WHAT YOU NEED TO DO: The required result is the exact run of lines beginning at the one containing "dark slate roof" and ending at the last line of the entries.

Region pointing data:
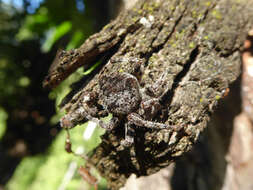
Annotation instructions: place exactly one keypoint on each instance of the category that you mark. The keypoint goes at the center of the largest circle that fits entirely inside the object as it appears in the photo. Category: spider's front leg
(137, 120)
(129, 135)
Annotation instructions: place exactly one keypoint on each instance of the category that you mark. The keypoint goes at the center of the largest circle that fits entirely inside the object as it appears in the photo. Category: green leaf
(55, 34)
(76, 40)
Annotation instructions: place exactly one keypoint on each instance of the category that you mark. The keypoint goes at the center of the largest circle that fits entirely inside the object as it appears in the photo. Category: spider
(121, 95)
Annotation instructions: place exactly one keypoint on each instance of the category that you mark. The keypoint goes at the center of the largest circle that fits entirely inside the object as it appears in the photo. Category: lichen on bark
(196, 44)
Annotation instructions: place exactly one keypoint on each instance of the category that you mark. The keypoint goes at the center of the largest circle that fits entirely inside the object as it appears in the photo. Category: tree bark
(195, 44)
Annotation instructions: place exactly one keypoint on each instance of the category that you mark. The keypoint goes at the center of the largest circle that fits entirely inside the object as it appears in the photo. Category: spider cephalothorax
(121, 95)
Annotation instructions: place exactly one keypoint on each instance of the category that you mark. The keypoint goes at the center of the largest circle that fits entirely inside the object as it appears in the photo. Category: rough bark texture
(194, 44)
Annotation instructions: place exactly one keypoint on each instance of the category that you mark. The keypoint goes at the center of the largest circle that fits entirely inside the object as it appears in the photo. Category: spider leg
(108, 126)
(71, 120)
(137, 120)
(129, 135)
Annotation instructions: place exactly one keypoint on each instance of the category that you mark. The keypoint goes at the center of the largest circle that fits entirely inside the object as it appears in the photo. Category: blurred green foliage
(31, 31)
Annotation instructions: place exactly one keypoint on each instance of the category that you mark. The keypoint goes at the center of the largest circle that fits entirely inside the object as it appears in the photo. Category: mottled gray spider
(120, 94)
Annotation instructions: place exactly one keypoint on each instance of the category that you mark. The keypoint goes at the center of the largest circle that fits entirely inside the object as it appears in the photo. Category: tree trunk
(195, 46)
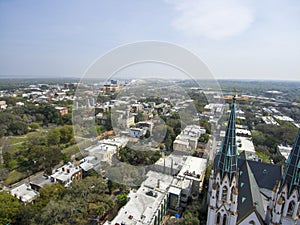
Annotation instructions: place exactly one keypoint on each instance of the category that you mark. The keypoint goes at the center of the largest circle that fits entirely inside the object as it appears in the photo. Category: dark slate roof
(249, 197)
(266, 175)
(291, 175)
(227, 163)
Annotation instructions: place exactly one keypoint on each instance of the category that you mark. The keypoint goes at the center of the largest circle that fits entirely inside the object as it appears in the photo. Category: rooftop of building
(24, 193)
(193, 167)
(145, 201)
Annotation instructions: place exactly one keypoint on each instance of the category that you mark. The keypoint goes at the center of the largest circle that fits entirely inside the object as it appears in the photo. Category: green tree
(53, 136)
(122, 199)
(18, 128)
(34, 126)
(66, 133)
(9, 206)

RESULT OF THIS EXERCISE:
Annotation instructions: place exactly one keypoint on each instance of the category that you mark. The keypoint goes at the center of the largest circle that fits entirely inside the object as it appears in the photo. Category: dark slate roof
(249, 197)
(266, 175)
(291, 175)
(227, 163)
Annotation instructions: place exactly one keypoint on each instance of the category that you mark. The keypoint goes at the center of the largest circle that fits entirely inside the object as it appears in the photo. Category: rooftop of building
(24, 193)
(193, 167)
(145, 201)
Annotation instructions: place exactly one keypoint on each instance of the category that you mark. The keypoint goes at the center of the largest circle that fits entirely inside the object as it appears in the photo. Category: green tree
(53, 136)
(122, 199)
(18, 128)
(34, 126)
(66, 133)
(9, 206)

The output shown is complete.